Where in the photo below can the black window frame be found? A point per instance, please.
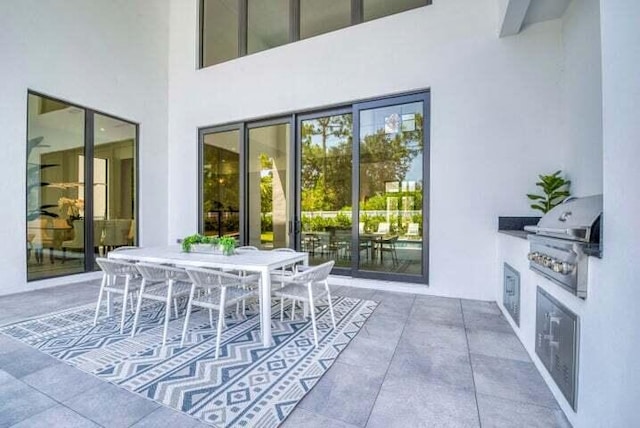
(357, 17)
(89, 148)
(294, 119)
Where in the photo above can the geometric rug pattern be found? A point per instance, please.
(247, 386)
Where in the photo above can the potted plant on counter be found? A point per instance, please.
(556, 190)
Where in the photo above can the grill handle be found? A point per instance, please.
(574, 232)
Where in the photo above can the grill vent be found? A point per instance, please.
(557, 344)
(511, 293)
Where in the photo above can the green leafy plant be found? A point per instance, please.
(228, 244)
(196, 238)
(555, 189)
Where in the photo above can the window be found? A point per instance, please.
(349, 184)
(81, 187)
(233, 28)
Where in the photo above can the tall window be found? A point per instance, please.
(233, 28)
(81, 187)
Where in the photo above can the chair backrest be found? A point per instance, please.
(156, 272)
(117, 267)
(78, 235)
(383, 227)
(247, 248)
(413, 229)
(315, 274)
(210, 278)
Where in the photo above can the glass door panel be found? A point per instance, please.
(268, 181)
(221, 183)
(325, 188)
(391, 189)
(114, 184)
(55, 196)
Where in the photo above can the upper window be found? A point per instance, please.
(234, 28)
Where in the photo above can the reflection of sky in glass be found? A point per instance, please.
(373, 121)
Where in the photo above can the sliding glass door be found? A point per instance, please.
(268, 184)
(350, 185)
(81, 186)
(391, 193)
(325, 142)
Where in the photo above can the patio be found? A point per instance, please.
(418, 361)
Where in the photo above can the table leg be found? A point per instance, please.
(265, 307)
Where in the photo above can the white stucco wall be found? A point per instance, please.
(110, 56)
(582, 83)
(495, 105)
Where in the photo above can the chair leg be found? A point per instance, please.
(102, 285)
(220, 319)
(333, 318)
(167, 312)
(313, 315)
(187, 315)
(138, 306)
(124, 304)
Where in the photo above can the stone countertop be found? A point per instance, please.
(522, 234)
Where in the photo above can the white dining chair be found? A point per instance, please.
(308, 286)
(114, 270)
(222, 290)
(161, 283)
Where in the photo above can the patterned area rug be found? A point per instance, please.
(248, 385)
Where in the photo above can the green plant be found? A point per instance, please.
(196, 238)
(555, 189)
(228, 244)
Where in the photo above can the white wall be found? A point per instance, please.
(613, 357)
(496, 113)
(110, 56)
(582, 97)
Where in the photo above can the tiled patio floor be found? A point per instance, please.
(418, 362)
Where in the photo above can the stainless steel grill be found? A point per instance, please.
(563, 240)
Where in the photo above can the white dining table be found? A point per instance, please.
(262, 262)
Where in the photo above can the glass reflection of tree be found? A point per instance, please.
(221, 186)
^^^^^^^^^^^^^^^^
INSTRUCTION: Copy all the items above word for word, without the picture.

THE RESULT:
Where in the photo below can the black window frame be found? A point per instance, please.
(357, 17)
(89, 148)
(294, 119)
Where in the photo above can the geometric rug pattern be found? A point per instance, please.
(247, 386)
Where in the photo above can the potted plant on counter be found? A point per instance, please.
(556, 190)
Where in the photo above can the grill handle be found? A point per instance, please.
(574, 232)
Where in the photo above can the grill vent be found? A point per instance, please.
(557, 344)
(511, 293)
Where in the photo above can the green leafy plant be found? A point per instance, please.
(228, 244)
(196, 238)
(555, 189)
Where in the photo above can the window be found? A point per instance, please.
(349, 184)
(81, 187)
(233, 28)
Where in the photo above can the tall window be found? A point per instance, please.
(233, 28)
(81, 187)
Where in the photo above can the chair backrest be found? A point per instance, please.
(156, 272)
(117, 267)
(78, 235)
(383, 227)
(247, 248)
(413, 229)
(315, 274)
(210, 278)
Where in the photo above can the glass door panel be found? A point per instance, please.
(268, 181)
(221, 183)
(325, 188)
(391, 189)
(114, 184)
(55, 196)
Where in the photo above can the upper window be found? A point per instance, please.
(234, 28)
Where in the photo above can the reflection of sky in glass be found? A point per instance, please.
(373, 121)
Where in the photo above can the sliding glass door be found? A point per instance, please.
(268, 184)
(350, 185)
(81, 186)
(391, 193)
(325, 142)
Where in the photo above can the patio be found? A point per instance, please.
(418, 361)
Where in the photo above can the table leg be found? A point per instance, please.
(265, 307)
Where in the photo above can the white stucco wall be found? A point per instance, please.
(110, 56)
(582, 83)
(495, 105)
Where in the photo above can the chair leg be found? A point per instance, please.
(102, 285)
(220, 319)
(333, 318)
(167, 312)
(313, 315)
(187, 315)
(138, 306)
(124, 304)
Where in the photo above can the stone countertop be found? A point per instance, please.
(522, 234)
Where in the photo above can the white dining chair be found? A point per instance, please.
(308, 286)
(114, 270)
(222, 290)
(161, 283)
Where in the photo above can the patterned area rug be found? A point per instance, please.
(248, 385)
Where in the photo above can the green plant be found? A point per instance, please.
(196, 238)
(555, 189)
(228, 244)
Where in the photo above can the white wall be found? A point per instance, please.
(613, 357)
(496, 113)
(110, 56)
(582, 97)
Where in the photo above can the tiled patio floor be found? A point per instance, please.
(418, 362)
Where in the photo above can the stainless steel grill be found? A point per instance, please.
(563, 240)
Where in the photo above can the white dining table be found? A point per instance, please.
(262, 262)
Where in the photo above can the glass reflection of tree be found? A point per instance, please.
(221, 186)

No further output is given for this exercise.